▶ [Exercice écrit 1]: Indiquez le nombre de lignes des entrées qui contiennent le mot « wheel ». Donnez ce nombre seul.

▶ [Extrait fourni]:
Hausse des tensions dans le ciel de la mer Egée et dans la zone économique exclusive de Chypre




Dans le ciel de la mer Egée


Le 28 septembre 2011 dans le centre et le nord de la mer Egée, l'aviation turque a tenté d'intercepter des appareils de l'armée de l'air grecque pour les empêcher de participer à l'exercice « poitrail d'acier » organisé par l'armée grecque (dépêche du groupe de presse grec Defencenet Media 28-09-2011 19:04:39, diffusée sur le site http://www.defencenet.gr/).

Douze appareils turcs dont huit armés ont décollé de la base de Balikesir et ont tenté d'aligner dans leurs viseurs les appareils grecs à portée de leurs missiles AIM-120 et les obliger ainsi à se détourner de leur route.

Les pilotes grecs ont pu se dégager et se retrouver derrière les appareils turcs, puis ont décroché à cours de carburant. Les appareils grecs sont des F-16 des escadrons 341 M et 330 M et un mirage 2000-5 de l'escadron 331 M.

Dans le passé ce type d'incidents a déjà conduit à la mort de pilotes des deux camps (dans le silence total de la presse européenne, même spécialisée).

Ce type d'engagements, est très courant entre les deux armées de l'air depuis les années 1980 mais était en diminution depuis quelques mois. Habituellement les pilotes tentent de « s'abattre virtuellement » sans jamais tirer leurs missiles (les deux pays sont encore membres de l'OTAN...), mais au risque de se crasher en mer au cours de ces « dog fights » où chacun tente de se retrouver derrière l'appareil adverse.

▶ [Exercice écrit 2]:
Répondez aux questions suivantes d'après l'extrait fourni :
(a) De quelle base les douze appareils turcs ont-ils décollé ?
(b) Quel appareil l'escadron 331 M a-t-il fourni ?
(c) Depuis quelle période ce type d'engagements est-il très courant entre les deux armées de l'air ?

▶ [Entrées fournies]:
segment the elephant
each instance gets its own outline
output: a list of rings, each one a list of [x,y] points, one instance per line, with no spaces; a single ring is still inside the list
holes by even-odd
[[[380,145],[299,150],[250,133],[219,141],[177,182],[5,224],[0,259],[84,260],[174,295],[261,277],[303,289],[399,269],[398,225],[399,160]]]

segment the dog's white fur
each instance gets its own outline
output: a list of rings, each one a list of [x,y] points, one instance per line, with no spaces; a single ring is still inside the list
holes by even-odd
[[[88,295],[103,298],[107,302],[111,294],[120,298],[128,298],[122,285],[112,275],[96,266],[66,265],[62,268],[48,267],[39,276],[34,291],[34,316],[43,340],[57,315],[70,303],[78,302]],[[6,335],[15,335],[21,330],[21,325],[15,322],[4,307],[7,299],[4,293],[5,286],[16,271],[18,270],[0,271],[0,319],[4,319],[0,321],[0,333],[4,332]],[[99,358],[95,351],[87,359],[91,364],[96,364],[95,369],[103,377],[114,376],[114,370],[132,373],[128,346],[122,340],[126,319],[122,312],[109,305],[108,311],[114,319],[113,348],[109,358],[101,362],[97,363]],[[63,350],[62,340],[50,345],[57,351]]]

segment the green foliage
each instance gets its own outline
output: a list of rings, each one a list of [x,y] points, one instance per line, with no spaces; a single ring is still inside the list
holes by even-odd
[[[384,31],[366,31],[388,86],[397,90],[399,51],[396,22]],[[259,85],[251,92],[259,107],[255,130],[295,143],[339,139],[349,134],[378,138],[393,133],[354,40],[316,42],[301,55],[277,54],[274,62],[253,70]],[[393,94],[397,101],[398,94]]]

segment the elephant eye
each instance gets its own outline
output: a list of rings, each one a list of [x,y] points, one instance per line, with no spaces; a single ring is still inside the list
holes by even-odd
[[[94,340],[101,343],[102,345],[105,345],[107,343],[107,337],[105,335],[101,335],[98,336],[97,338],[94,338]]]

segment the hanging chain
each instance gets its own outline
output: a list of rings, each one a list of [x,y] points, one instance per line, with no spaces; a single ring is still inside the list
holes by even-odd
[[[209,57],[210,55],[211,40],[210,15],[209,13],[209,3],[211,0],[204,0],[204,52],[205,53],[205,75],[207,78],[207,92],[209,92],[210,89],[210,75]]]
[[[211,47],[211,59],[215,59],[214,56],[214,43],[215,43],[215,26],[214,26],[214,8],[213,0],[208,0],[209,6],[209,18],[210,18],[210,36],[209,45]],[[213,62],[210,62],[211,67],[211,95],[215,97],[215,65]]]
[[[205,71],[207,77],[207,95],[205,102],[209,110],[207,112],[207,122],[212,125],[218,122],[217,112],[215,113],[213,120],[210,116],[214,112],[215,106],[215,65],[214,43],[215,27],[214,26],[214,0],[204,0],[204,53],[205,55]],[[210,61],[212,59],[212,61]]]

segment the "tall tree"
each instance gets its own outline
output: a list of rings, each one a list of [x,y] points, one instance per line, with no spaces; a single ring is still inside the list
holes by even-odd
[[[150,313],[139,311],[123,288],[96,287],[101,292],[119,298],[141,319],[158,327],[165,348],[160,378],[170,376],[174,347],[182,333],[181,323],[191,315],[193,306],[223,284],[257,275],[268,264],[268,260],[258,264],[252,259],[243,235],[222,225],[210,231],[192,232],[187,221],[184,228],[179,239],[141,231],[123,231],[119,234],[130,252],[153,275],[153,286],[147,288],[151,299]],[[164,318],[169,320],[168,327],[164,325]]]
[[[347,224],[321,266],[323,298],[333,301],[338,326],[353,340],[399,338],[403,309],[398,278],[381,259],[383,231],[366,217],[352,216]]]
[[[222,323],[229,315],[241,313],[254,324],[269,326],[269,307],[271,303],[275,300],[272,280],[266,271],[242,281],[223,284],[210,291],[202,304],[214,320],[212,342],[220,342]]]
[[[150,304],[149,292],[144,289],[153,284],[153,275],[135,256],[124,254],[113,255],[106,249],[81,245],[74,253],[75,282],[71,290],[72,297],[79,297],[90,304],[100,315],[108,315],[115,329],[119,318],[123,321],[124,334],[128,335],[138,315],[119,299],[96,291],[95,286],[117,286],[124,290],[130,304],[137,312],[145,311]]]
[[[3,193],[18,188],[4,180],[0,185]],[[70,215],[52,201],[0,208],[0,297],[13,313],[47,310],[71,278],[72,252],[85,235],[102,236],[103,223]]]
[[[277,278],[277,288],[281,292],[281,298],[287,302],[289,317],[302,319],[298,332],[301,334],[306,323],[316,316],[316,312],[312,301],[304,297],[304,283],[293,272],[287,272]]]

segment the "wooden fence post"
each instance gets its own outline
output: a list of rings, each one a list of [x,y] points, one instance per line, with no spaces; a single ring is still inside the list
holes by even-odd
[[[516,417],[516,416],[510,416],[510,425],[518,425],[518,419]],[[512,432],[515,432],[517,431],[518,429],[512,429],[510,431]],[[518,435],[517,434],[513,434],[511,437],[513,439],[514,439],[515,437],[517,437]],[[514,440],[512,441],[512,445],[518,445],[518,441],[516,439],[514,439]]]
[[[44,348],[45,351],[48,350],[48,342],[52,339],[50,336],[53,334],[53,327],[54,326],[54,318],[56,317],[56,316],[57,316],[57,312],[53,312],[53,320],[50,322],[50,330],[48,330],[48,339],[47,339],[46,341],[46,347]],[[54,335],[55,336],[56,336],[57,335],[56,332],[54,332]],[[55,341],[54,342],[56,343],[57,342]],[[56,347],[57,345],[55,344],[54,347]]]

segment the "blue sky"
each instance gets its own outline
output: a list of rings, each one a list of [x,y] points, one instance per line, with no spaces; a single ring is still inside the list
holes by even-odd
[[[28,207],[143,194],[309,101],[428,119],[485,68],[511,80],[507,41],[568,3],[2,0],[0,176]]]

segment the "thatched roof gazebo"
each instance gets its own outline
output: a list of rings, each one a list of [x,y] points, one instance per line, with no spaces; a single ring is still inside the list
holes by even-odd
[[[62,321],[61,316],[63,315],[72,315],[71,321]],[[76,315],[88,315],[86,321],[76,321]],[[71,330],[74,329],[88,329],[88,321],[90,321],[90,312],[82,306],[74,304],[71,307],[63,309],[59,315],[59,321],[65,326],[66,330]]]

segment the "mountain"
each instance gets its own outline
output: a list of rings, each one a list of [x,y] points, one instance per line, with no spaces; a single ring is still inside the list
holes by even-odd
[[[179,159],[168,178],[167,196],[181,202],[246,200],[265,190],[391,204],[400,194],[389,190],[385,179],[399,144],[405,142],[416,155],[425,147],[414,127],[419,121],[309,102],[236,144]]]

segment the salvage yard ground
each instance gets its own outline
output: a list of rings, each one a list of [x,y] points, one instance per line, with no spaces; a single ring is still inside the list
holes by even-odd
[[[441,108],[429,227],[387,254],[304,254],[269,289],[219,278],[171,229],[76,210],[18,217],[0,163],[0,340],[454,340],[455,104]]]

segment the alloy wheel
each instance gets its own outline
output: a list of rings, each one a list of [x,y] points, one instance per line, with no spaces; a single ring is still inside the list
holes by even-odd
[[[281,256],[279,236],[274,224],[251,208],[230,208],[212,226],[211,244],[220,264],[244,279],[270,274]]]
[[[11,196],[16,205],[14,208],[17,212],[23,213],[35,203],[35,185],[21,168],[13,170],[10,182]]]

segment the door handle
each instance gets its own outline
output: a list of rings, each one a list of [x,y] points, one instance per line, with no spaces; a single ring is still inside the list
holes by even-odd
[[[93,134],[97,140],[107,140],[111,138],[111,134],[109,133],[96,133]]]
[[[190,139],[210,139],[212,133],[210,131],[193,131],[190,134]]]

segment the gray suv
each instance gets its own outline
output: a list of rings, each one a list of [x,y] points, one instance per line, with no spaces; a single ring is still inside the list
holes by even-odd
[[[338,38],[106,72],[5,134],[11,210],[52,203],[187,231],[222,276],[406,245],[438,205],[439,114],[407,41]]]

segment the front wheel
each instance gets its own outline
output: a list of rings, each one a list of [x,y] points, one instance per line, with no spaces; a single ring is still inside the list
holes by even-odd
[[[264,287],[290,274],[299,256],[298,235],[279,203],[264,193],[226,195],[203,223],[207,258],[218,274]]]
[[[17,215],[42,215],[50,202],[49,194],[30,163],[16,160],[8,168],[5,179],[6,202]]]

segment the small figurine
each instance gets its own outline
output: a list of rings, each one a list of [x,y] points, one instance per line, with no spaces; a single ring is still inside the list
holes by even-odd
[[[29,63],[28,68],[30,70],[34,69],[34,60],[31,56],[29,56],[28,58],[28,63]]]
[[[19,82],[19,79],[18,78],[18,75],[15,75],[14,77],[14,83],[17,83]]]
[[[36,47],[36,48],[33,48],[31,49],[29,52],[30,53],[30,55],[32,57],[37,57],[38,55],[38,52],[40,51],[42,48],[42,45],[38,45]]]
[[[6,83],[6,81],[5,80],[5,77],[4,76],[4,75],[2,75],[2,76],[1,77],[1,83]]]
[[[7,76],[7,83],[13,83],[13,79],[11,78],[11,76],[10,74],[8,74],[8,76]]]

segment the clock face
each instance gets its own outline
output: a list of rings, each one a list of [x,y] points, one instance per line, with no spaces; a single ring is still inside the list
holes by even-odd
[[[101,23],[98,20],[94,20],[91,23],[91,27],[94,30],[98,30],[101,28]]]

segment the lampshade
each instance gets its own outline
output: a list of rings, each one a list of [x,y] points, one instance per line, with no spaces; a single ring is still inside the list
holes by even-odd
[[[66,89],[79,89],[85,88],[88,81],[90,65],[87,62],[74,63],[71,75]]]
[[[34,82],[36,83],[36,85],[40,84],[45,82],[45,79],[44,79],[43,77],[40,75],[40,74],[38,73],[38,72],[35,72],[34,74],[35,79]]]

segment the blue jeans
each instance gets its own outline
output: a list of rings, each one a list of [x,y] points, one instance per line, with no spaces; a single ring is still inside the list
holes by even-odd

▶ [Solution 1]: 2

▶ [Solution 2]:
(a) De la base de Balikesir.
(b) Un Mirage 2000-5.
(c) Depuis les années 1980.